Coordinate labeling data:
⁂

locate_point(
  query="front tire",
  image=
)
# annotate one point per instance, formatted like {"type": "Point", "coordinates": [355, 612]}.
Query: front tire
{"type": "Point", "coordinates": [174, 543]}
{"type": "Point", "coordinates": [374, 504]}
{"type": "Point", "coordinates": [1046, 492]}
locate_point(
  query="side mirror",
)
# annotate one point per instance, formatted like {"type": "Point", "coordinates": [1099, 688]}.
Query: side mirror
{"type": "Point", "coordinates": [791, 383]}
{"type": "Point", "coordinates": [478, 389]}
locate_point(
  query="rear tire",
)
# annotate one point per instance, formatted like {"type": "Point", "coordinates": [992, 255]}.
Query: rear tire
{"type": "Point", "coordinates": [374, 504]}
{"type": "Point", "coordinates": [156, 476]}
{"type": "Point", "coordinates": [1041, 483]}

⁂

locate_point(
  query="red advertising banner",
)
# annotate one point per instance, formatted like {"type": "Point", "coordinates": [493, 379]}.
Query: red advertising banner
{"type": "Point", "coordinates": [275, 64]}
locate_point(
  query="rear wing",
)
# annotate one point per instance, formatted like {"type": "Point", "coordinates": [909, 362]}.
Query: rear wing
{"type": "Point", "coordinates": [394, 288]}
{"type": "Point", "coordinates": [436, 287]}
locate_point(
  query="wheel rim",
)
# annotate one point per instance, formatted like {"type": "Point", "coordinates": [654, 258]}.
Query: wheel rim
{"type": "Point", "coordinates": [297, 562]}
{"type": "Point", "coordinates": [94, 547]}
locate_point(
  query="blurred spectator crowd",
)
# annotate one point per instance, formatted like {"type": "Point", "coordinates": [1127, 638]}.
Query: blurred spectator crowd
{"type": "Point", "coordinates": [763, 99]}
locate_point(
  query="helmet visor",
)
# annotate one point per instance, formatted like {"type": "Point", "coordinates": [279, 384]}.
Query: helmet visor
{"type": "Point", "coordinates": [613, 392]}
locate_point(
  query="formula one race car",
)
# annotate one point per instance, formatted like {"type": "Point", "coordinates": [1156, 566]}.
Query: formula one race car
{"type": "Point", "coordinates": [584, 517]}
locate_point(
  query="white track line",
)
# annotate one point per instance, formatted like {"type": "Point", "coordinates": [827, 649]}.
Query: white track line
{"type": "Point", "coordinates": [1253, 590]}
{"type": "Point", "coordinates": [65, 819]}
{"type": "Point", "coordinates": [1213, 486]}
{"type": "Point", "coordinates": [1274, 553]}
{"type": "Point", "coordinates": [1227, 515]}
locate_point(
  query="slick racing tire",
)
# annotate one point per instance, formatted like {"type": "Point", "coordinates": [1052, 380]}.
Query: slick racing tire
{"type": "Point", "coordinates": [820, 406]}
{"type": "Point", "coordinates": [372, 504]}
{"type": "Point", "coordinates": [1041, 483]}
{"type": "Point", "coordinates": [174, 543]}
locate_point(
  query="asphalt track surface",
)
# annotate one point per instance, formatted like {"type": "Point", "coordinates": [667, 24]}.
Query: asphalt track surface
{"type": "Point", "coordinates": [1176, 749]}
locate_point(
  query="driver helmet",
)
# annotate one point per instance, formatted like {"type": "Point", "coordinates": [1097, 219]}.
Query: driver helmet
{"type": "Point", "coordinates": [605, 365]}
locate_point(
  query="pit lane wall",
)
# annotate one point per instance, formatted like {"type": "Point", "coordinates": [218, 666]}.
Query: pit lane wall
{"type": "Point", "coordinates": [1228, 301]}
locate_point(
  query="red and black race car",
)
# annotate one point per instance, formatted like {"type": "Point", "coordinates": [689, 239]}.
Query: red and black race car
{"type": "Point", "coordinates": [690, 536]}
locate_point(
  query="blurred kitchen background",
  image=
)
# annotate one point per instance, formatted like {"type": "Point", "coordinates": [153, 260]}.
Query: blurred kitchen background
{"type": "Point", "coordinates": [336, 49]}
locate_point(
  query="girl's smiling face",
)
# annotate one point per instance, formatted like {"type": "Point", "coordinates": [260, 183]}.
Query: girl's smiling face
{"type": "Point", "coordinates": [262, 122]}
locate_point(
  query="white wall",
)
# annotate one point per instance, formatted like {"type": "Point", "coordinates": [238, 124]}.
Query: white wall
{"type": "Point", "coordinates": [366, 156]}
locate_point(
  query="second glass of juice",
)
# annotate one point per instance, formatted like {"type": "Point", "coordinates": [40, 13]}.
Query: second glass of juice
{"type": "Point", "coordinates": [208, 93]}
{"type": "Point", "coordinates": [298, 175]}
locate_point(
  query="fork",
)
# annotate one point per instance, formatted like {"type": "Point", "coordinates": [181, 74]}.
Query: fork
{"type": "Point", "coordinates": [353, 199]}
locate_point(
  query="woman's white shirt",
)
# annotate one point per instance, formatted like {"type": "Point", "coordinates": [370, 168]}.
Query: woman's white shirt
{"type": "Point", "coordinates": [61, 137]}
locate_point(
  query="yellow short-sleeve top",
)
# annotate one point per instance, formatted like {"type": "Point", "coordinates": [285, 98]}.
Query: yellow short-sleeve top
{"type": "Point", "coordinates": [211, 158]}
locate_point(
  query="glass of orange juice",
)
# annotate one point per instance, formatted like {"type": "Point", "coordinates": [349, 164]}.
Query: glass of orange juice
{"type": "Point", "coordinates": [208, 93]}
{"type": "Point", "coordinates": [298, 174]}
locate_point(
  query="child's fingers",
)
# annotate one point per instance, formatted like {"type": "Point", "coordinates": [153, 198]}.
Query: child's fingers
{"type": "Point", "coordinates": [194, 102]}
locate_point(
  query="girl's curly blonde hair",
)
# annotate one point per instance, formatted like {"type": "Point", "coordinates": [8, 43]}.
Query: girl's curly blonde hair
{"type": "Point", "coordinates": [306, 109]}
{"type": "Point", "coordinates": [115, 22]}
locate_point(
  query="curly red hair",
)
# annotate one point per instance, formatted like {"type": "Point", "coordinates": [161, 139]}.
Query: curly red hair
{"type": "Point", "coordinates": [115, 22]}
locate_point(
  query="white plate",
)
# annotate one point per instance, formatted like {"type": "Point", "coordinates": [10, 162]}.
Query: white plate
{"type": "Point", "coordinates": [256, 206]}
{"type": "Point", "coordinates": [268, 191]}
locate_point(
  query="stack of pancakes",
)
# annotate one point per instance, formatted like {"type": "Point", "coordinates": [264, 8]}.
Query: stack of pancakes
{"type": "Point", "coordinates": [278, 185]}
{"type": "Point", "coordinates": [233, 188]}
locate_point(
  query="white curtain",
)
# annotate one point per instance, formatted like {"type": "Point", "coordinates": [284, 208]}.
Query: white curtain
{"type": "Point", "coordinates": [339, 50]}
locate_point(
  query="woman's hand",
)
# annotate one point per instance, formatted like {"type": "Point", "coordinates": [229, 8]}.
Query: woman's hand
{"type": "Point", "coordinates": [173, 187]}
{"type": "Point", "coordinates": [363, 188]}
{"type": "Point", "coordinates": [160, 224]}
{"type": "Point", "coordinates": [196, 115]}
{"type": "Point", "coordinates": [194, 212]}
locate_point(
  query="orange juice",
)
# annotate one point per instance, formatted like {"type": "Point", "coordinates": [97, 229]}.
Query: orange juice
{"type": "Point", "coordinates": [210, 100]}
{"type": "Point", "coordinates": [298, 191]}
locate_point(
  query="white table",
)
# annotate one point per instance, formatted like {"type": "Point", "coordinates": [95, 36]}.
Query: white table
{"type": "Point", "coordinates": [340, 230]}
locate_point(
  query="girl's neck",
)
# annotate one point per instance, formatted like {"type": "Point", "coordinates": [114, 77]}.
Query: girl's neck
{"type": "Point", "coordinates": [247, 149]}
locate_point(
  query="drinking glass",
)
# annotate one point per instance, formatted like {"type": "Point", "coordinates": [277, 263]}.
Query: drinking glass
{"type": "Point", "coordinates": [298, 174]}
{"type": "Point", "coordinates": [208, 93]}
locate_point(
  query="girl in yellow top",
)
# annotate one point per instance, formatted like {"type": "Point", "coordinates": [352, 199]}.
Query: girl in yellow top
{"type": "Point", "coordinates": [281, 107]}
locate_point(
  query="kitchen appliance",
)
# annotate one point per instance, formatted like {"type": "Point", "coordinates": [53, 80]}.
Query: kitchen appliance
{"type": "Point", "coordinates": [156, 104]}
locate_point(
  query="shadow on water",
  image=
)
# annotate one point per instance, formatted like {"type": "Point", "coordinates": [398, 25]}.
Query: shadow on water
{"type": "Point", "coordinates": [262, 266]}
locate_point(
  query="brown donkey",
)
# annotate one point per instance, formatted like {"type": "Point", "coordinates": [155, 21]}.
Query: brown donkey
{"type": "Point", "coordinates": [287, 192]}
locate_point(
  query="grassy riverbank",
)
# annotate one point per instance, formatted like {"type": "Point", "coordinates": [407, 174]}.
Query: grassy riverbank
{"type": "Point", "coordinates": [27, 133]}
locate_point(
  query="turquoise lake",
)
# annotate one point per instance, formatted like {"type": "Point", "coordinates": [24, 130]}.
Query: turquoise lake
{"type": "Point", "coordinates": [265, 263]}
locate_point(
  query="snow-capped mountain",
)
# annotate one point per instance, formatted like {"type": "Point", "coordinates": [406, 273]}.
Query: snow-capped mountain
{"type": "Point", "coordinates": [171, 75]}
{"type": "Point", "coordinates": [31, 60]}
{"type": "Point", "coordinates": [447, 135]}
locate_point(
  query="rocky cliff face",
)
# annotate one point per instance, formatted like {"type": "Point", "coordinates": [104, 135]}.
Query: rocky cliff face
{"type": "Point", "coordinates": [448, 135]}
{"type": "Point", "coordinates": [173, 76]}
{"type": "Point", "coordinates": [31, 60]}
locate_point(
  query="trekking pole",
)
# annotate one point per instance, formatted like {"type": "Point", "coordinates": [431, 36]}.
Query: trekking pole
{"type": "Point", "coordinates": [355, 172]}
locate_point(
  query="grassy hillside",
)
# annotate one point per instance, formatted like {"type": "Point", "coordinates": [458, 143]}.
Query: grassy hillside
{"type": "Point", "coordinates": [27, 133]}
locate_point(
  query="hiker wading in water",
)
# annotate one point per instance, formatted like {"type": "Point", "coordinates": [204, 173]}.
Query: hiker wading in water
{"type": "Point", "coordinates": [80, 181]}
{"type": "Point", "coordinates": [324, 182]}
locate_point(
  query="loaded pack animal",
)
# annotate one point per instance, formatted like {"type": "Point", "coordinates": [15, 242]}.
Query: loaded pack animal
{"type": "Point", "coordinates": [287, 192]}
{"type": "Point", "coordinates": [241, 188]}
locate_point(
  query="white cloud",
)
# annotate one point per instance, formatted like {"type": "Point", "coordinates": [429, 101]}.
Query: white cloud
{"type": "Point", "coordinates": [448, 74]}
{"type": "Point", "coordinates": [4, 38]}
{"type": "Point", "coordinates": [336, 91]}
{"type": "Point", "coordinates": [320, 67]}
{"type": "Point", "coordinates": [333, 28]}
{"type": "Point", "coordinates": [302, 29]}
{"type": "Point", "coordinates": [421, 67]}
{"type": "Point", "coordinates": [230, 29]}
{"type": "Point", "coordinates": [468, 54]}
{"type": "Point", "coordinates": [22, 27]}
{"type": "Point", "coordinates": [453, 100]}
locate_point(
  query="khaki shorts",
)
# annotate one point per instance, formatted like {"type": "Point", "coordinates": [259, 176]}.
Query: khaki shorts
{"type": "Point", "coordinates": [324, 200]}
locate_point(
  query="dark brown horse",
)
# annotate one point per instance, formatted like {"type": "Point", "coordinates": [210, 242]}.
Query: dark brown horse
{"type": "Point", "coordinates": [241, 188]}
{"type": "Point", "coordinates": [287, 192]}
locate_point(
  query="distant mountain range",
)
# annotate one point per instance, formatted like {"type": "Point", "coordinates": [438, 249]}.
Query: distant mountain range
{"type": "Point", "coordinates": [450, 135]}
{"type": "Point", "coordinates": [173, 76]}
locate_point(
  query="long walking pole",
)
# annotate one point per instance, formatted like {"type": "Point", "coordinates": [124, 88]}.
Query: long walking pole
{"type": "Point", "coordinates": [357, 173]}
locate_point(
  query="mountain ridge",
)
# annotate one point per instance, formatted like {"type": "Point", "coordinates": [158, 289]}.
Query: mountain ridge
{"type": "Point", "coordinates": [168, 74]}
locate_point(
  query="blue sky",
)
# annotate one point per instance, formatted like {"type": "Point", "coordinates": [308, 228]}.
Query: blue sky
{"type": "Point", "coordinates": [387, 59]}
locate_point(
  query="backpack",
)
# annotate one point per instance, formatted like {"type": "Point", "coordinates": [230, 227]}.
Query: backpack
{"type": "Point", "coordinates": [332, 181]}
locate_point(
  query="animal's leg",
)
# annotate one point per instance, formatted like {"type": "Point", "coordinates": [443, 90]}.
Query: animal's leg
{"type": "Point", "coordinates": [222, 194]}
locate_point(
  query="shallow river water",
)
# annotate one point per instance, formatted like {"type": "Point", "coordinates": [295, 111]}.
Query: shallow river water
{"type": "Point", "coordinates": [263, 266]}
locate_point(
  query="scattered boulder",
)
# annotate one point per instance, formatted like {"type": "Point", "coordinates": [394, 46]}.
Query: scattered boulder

⁂

What you will do: Locate every line in the rows that contains the word "stack", and copy each of those lines.

Result of this exercise:
  query="stack of pancakes",
Query: stack of pancakes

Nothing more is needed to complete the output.